● Short exercise
Translate this sentence from the reply about the L3 agent rescheduling issue into Spanish: "So once the report_state greenthread starts executing, it won't yield until it makes a call like that."
---------- Selected passage ----------
Re: [openstack-dev] [Neutron] L3 agent rescheduling issue

Eugene Nikanorov Mon, 08 Jun 2015 00:26:29 -0700

Yes, 50-100 networks received by DHCP agent on startup could cause 2nd
state report to be sent seconds  after it should be sent.
In my tests, if I recall correctly, it was ~70 networks and delay between
1st and 2nd state report around 25 seconds (while 5 sec was configured)


Eugene.

On Sun, Jun 7, 2015 at 11:11 PM, Kevin Benton <[email protected]> wrote:

> Well a greenthread will only yield when it makes a blocking call like
> writing to a network socket, file, etc. So once the report_state
> greenthread starts executing, it won't yield until it makes a call like
> that.
>
> I looked through the report_state code for the DHCP agent and the only
> blocking call it seems to make is the AMQP report_state call/cast itself.
> So even with a bunch of other workers, the report_state thread should get
> execution fairly quickly since most of our workers should yield very
> frequently when they make process calls, etc. That's why I assumed that
> there must be something actually stopping it from sending the message.
---------- Extracted entries ----------
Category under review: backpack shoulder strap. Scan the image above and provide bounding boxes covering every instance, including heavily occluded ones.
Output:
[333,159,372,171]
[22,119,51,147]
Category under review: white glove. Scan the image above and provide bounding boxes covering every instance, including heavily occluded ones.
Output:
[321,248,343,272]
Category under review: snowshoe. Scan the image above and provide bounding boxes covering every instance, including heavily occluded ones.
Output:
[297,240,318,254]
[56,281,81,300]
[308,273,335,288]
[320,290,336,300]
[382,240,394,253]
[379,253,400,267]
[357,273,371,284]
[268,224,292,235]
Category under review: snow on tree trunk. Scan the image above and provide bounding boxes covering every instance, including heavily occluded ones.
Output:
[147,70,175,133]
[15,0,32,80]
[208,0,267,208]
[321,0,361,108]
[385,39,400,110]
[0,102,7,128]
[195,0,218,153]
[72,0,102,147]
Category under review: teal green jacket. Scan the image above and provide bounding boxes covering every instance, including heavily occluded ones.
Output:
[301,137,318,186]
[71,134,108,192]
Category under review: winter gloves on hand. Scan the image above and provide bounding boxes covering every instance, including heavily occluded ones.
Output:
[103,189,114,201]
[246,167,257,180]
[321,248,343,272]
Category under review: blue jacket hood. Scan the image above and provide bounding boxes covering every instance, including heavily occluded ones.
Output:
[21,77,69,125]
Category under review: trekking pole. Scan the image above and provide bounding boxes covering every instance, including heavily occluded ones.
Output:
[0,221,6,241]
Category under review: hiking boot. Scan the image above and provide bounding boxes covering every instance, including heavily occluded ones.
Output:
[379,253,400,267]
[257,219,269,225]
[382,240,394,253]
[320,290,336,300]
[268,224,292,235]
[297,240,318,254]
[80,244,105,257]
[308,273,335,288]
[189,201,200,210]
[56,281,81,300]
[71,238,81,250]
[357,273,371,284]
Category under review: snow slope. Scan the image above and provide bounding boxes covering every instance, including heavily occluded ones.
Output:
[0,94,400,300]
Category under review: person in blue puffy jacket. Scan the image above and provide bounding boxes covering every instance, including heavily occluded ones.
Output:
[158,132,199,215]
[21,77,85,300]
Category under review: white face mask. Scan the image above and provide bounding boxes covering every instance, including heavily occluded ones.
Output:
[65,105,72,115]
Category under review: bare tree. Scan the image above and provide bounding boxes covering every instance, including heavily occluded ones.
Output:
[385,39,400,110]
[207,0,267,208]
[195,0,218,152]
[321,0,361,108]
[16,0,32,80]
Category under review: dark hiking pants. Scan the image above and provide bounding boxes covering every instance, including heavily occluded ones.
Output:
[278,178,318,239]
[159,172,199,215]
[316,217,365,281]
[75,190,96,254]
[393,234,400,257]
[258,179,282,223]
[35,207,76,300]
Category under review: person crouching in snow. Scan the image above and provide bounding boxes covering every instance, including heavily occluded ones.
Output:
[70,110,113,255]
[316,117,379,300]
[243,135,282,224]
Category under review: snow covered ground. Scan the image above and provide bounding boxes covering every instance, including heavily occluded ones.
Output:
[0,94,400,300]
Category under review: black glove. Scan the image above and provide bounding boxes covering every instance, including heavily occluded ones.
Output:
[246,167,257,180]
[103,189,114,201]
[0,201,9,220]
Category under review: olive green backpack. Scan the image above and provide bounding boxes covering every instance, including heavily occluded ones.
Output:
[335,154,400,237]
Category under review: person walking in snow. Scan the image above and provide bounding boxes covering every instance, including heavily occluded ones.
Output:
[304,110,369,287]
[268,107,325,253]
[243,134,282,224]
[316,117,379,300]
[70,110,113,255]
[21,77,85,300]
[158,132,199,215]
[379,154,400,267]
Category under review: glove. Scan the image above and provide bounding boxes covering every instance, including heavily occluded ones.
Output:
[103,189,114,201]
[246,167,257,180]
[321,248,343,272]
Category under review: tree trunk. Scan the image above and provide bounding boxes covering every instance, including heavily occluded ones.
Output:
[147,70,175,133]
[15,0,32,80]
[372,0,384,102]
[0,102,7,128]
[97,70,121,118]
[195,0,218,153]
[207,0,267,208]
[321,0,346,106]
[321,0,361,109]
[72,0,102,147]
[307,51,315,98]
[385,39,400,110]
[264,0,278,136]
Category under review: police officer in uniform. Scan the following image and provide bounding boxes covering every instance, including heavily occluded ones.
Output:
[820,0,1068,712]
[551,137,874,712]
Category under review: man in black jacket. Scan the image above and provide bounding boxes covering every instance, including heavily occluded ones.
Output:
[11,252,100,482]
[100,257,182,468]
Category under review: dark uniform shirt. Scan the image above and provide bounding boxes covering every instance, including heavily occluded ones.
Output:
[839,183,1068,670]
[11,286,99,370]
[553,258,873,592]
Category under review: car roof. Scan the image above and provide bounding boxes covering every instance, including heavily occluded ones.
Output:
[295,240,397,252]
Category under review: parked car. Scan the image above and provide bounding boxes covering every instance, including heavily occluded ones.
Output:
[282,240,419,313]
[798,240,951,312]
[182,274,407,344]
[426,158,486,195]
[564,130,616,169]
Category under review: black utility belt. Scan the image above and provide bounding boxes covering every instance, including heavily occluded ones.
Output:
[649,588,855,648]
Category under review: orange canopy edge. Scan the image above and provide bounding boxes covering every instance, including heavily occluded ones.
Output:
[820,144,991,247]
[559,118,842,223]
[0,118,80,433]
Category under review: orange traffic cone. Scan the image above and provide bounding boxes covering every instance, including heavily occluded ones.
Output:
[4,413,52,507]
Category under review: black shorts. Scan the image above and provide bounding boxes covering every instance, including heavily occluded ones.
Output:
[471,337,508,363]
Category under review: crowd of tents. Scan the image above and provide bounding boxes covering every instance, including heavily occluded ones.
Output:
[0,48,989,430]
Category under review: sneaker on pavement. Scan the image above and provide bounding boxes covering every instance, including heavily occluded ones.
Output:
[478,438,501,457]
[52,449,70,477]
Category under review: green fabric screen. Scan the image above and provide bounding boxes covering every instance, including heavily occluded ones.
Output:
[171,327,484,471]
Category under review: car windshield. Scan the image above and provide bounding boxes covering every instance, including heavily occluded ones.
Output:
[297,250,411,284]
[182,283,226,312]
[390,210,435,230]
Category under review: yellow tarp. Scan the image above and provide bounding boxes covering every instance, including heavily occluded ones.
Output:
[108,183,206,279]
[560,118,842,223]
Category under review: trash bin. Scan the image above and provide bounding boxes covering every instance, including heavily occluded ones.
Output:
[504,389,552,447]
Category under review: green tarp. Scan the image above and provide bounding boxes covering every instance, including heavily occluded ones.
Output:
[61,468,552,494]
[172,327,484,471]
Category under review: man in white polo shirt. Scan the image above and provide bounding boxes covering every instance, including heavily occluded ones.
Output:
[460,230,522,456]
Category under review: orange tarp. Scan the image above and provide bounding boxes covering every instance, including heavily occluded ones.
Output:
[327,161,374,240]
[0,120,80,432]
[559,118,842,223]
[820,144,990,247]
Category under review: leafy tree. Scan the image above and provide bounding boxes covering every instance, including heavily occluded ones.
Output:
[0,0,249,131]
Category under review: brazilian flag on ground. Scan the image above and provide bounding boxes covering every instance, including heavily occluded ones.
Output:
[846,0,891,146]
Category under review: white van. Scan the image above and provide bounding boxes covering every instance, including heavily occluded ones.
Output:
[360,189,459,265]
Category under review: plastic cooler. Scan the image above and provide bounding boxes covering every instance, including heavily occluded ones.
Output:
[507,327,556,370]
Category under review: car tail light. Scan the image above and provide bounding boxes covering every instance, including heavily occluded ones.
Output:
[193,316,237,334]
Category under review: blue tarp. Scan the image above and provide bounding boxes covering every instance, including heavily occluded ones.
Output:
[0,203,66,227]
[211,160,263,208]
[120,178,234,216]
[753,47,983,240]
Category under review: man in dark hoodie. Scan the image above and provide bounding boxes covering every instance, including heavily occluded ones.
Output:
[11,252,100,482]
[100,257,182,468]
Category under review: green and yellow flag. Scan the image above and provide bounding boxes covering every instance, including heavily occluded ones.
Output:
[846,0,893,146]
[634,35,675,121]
----------
---------- Extracted entries ----------
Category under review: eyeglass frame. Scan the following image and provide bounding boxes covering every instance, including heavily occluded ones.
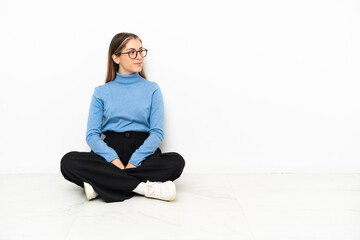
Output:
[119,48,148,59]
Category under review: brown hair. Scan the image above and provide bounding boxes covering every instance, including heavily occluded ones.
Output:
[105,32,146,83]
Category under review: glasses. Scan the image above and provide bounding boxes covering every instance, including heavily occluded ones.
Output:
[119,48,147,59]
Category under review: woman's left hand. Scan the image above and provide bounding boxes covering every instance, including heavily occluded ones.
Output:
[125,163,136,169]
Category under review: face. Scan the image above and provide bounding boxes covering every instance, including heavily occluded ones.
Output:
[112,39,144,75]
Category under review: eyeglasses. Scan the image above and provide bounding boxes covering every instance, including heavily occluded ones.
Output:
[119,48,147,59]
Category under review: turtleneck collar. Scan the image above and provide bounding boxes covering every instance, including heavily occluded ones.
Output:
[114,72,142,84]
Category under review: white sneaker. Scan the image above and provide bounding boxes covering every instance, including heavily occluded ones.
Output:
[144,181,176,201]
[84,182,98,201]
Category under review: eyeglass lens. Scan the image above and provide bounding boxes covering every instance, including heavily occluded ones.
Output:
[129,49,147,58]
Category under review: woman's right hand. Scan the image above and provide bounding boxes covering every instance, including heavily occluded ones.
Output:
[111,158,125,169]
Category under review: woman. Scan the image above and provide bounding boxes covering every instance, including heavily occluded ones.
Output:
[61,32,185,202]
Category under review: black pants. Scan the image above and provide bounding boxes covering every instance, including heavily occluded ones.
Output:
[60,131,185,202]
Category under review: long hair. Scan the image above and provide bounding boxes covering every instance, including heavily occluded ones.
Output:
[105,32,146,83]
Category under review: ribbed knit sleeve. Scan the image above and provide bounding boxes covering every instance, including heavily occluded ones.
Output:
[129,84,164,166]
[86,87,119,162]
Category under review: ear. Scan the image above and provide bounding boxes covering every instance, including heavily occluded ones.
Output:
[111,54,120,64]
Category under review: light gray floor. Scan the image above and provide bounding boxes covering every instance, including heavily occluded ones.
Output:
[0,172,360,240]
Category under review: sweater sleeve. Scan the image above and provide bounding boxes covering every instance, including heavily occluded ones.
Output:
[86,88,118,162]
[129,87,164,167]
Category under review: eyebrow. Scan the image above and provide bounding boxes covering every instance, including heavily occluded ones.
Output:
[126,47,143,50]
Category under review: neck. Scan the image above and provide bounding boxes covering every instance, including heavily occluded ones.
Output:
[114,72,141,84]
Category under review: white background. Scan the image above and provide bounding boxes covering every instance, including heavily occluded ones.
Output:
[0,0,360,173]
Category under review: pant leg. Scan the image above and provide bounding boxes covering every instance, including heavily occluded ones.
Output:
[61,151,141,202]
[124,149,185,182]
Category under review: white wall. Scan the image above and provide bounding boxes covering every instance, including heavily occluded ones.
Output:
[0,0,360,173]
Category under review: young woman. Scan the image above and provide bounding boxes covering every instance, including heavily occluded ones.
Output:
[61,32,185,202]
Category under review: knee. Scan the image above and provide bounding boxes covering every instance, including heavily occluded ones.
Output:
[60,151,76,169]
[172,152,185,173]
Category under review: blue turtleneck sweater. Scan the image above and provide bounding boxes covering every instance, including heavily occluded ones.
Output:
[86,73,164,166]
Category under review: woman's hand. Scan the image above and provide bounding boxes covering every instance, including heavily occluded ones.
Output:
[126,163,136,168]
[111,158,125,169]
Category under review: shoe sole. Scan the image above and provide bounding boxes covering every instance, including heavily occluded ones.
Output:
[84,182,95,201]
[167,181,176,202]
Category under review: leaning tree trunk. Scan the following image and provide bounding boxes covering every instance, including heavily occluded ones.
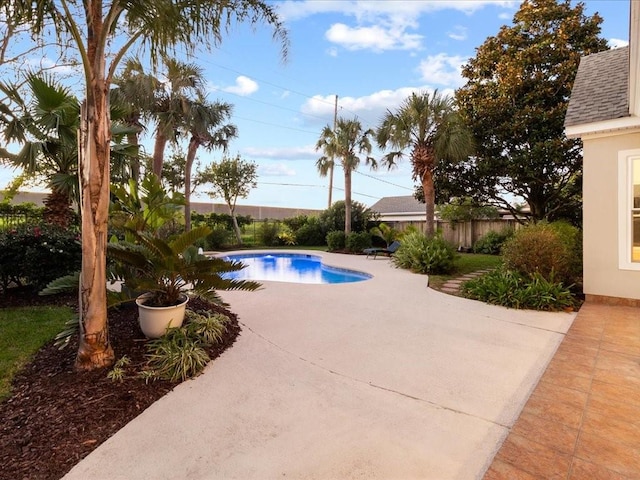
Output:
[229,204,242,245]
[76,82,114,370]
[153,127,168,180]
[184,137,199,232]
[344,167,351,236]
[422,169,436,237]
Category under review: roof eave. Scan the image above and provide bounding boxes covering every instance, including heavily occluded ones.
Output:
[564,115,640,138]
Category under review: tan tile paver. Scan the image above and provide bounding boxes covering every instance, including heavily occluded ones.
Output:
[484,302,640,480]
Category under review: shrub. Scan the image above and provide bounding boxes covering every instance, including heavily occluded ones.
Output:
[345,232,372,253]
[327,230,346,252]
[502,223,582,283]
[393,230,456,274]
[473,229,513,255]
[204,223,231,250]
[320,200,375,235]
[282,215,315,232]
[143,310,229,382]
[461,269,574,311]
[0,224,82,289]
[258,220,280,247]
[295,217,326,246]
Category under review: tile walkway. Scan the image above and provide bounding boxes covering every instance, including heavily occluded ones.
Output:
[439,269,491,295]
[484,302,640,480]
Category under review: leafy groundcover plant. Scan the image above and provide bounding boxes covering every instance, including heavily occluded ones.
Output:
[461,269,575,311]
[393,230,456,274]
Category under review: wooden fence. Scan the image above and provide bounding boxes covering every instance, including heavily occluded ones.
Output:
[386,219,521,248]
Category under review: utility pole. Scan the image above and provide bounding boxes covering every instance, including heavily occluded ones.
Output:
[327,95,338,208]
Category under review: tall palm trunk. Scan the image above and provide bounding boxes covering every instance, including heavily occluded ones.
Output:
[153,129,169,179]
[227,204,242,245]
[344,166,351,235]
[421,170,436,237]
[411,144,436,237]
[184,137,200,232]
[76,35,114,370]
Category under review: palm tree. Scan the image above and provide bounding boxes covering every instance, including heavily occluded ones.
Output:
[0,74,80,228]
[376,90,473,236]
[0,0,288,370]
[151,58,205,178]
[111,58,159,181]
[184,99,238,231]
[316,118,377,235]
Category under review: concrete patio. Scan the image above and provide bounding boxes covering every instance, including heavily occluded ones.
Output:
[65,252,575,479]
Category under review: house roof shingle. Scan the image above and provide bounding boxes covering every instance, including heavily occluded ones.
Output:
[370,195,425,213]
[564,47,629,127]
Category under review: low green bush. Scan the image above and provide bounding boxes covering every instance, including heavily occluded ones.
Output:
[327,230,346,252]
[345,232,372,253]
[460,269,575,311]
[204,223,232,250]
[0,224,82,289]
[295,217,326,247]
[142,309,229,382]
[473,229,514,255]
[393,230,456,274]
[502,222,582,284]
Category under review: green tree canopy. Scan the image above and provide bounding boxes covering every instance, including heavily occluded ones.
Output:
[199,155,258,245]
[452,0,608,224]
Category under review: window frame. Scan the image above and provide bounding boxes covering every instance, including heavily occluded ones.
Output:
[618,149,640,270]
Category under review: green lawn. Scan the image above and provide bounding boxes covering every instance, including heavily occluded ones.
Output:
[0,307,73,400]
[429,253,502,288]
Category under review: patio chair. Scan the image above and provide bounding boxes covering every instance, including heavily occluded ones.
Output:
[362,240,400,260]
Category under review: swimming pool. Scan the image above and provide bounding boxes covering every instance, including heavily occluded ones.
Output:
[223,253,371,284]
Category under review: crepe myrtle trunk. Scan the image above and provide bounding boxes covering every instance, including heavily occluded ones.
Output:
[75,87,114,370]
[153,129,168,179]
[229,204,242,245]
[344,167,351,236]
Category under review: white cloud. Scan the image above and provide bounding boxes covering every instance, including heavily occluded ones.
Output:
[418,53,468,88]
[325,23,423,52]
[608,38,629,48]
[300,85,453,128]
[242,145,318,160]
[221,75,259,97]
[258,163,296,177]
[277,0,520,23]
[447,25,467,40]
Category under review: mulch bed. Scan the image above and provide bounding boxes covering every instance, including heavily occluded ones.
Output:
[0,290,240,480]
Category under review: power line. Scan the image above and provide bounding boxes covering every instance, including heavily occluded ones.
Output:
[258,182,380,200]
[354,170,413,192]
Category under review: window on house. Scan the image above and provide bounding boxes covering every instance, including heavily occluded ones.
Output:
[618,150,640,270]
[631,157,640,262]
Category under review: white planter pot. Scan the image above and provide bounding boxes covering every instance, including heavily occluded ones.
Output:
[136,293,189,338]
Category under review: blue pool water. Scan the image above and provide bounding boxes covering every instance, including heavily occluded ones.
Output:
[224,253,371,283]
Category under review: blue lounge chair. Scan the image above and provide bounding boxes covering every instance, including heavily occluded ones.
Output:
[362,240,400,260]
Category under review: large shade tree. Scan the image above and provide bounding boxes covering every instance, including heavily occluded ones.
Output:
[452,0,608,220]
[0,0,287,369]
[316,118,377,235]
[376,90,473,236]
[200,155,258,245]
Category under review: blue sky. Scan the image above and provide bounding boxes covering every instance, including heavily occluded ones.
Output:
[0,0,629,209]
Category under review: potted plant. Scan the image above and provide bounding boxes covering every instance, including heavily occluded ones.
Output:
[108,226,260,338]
----------
● Correct answer
Así que, una vez que el greenthread de report_state empieza a ejecutarse, no cederá el control hasta que haga una llamada de ese tipo.